==== Supplied records ====

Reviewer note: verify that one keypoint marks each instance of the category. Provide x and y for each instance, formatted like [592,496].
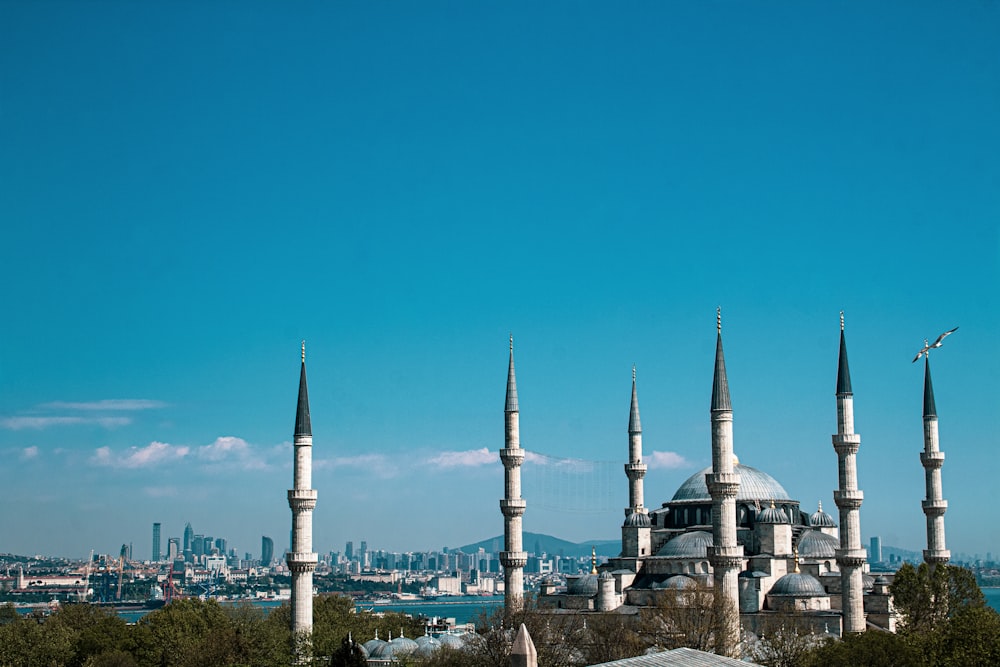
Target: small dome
[814,544]
[371,645]
[583,585]
[798,584]
[402,646]
[687,545]
[638,519]
[675,583]
[772,515]
[754,485]
[821,519]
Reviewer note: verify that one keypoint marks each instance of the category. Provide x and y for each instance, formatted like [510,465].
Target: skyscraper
[266,550]
[156,543]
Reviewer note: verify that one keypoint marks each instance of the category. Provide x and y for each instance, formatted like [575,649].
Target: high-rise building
[173,548]
[266,550]
[156,543]
[876,550]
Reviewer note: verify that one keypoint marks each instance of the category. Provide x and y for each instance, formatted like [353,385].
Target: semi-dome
[687,545]
[675,583]
[798,584]
[821,519]
[754,485]
[772,514]
[583,585]
[403,646]
[814,544]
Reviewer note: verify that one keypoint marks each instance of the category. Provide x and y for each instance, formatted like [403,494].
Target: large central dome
[754,485]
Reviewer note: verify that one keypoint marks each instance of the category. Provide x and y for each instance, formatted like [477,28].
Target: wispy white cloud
[666,461]
[464,459]
[39,423]
[108,405]
[140,457]
[232,450]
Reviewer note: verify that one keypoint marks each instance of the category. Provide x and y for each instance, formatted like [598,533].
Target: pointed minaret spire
[634,424]
[512,505]
[301,558]
[636,529]
[726,555]
[930,408]
[843,370]
[720,385]
[850,555]
[932,459]
[511,404]
[303,425]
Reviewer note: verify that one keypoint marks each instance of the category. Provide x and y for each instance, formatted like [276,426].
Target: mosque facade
[734,530]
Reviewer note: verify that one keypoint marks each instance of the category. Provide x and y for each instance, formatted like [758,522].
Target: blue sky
[190,189]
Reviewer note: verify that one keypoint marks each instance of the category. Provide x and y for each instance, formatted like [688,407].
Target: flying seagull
[929,346]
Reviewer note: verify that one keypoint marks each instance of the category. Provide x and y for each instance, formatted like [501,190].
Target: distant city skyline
[189,192]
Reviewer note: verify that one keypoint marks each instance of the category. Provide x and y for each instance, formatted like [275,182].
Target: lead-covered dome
[687,545]
[754,485]
[814,544]
[798,584]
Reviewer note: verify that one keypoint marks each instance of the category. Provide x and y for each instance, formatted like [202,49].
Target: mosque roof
[798,584]
[772,515]
[687,545]
[584,585]
[814,544]
[754,485]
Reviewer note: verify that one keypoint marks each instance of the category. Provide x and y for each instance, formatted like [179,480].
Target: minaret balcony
[848,499]
[510,507]
[932,460]
[851,557]
[635,470]
[512,456]
[514,559]
[300,561]
[934,507]
[301,500]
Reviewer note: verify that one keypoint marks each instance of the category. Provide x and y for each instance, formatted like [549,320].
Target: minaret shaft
[512,506]
[850,555]
[302,500]
[932,459]
[726,556]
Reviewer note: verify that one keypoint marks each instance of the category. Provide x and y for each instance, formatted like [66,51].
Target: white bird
[937,343]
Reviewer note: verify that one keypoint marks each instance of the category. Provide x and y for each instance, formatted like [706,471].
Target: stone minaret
[850,555]
[635,530]
[513,558]
[932,458]
[302,499]
[726,556]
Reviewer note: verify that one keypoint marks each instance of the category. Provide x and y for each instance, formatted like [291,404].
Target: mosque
[731,529]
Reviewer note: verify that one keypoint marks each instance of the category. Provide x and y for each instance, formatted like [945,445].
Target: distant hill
[539,543]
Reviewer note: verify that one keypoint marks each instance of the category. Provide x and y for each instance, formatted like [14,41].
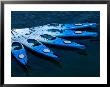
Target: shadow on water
[25,68]
[82,38]
[79,51]
[56,62]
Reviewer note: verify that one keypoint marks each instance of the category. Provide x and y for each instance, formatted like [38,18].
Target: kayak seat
[35,43]
[49,37]
[55,30]
[16,45]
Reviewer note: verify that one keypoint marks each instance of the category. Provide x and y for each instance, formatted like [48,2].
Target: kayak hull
[18,53]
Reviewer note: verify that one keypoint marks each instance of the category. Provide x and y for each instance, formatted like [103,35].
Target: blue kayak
[67,26]
[36,46]
[48,39]
[19,52]
[70,33]
[79,25]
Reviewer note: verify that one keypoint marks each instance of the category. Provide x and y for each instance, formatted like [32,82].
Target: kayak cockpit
[55,30]
[16,45]
[34,42]
[49,37]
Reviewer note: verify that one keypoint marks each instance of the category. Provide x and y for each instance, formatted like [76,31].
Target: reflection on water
[75,63]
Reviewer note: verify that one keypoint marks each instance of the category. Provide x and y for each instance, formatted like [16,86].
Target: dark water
[75,63]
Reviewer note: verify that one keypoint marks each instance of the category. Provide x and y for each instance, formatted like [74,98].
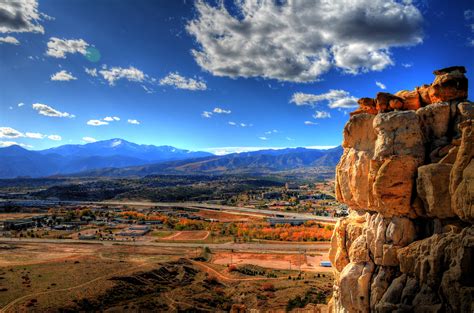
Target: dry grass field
[71,277]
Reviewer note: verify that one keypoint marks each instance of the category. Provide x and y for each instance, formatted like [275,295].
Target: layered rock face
[407,175]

====

● **Exercise**
Write out each line of the data exactly; the images should be left out.

● **Answer**
Reviewer note: verify that one keypoint marks each instance of the category. Provide x and y for each instance, formatted like [592,496].
Target: small dome
[814,544]
[371,645]
[583,585]
[798,584]
[402,646]
[687,545]
[638,519]
[675,583]
[772,515]
[754,485]
[821,519]
Reviewer note: verify that one keypoint marks each instance of the category. Provide x and y for each instance, formatted like [510,465].
Target: skyscraper
[266,550]
[156,543]
Reviewer note: verify that one keypoint marks each instance of the category. Provide x and y for each instance, formatted like [575,649].
Target: high-rise building
[173,548]
[266,550]
[156,543]
[876,550]
Reviewer note: verify that one keypoint marks each instance of the category. Provide x and y for each instance, formatted like [353,385].
Target: semi-dome
[687,545]
[675,583]
[798,584]
[821,519]
[754,485]
[772,514]
[583,585]
[403,646]
[814,544]
Reviewer note: verify that one keypoint marks each instance of the category. Provide x and y for each instance, formatted like [403,494].
Target: large central dome
[754,485]
Reviewer note: verify that one keypoint marks each instance of the category. Provide x and y for each instance, formatted like [477,28].
Target: wispy white cloud
[666,461]
[464,459]
[39,423]
[108,405]
[140,457]
[232,450]
Reviewer note: verify that one keypoint marks each instance of the category. Provide x and y for each instance, formatted like [598,533].
Target: pointed minaret spire
[634,424]
[512,505]
[301,558]
[636,529]
[726,555]
[930,408]
[843,370]
[720,385]
[850,555]
[932,459]
[511,404]
[303,425]
Reviewer note: verify that one keypoint marks each instance of the category. Provide x and y for each instance, formatted like [276,426].
Target: mosque facade
[734,530]
Reviewer note: verify that one keypoint marks each instance of the category. Provide x and y for each instance, formatted like [758,522].
Target: blue sky
[190,189]
Reviewer note: verify that one keypoint marks each instance of the category. Provide x and y for each instance, formatted like [688,407].
Target: flying seagull
[929,346]
Reviewer note: verify that one keypoint marks each instance of the category. Provide x and y for each instance, formatted like [501,190].
Target: distant city skyline
[189,192]
Reviewer note: verify that one keypoint marks each instance of the category. Provide x and y for each instance, formatted like [275,182].
Target: lead-covered dome
[687,545]
[754,485]
[814,544]
[798,584]
Reviewer note: verify that one keypoint marks each instance of the category. Provide x and y for each instance, formatted like [202,49].
Target: mosque roof
[798,584]
[772,515]
[687,545]
[584,585]
[814,544]
[754,485]
Reviewer note: verify that one keypoint marks each instance of the category. Provide x and y for each instance, formatted like [179,480].
Target: minaret balcony
[848,499]
[510,507]
[932,460]
[851,557]
[635,470]
[512,456]
[514,559]
[300,561]
[934,507]
[301,500]
Reviewer note: verify that one keypoint marks each instance of the category. Provide x and y for each instance, formatted like [549,320].
Target: minaret shaft
[512,506]
[850,555]
[302,500]
[932,459]
[726,556]
Reviewer note: verify that one keypoint marks each instance of the category. Provide x and y for each instance, formatted like [66,51].
Target: white bird
[937,343]
Reviewer note: verify that one keypoint marks each instance of the category. Provide x and y for each instance, formatted like [706,471].
Target: stone minaret
[850,555]
[635,530]
[513,558]
[932,458]
[302,499]
[726,556]
Reviewer note: verify that one keypoint marks each instance of the category. Provide x and y for each instance, formatted like [291,404].
Target: mosque
[731,529]
Reviewer note: verify that one keypoint marks each instance of the category. Provide x and y for each instance, formatted like [945,445].
Target: distant hill
[539,543]
Reviewer note: verify that one keypoint marks each instance of the category. Provide x and y for each instance, formatted like [14,41].
Target: shadow on water
[25,68]
[82,38]
[79,51]
[56,62]
Reviewer note: verify that one keypoint marks each instance of the category. Provide x and y for each instance, formatted like [38,18].
Target: kayak seat
[35,43]
[49,37]
[55,30]
[16,45]
Reviewer note: verify that one keypoint marks each instance of the category. Provide x and y for each instance, formatted like [48,2].
Target: kayak hull
[18,53]
Reviewer note: verify that one keypoint marks each instance of the category. Provide x and y for each instance, formatted like [103,35].
Target: blue kayak
[67,26]
[36,46]
[48,39]
[19,52]
[70,33]
[79,25]
Reviewer note: verify that one keypoint marks each instance of the category. Provide x and y for each instance, formatted like [32,82].
Target: kayak cockpit
[55,30]
[16,45]
[34,42]
[49,37]
Reviewer note: verify that one keypoint marks each instance of the category. Provide x and y for each instance, formatted like [76,31].
Target: reflection on water
[75,63]
Reviewer note: verify that one keypoint marks each instance of the category. Provide x and y for each instance, formatted like [16,86].
Target: dark water
[75,63]
Reviewer note: verify that one keypoint marks each instance of the category. Provide x and y for each instance, formatted like [74,98].
Target: dry grass field
[71,277]
Reviewer note: verify that one keypoint marks each instance of the category. Provide x and y for each instance, formatted like [275,295].
Target: layered rock face
[407,175]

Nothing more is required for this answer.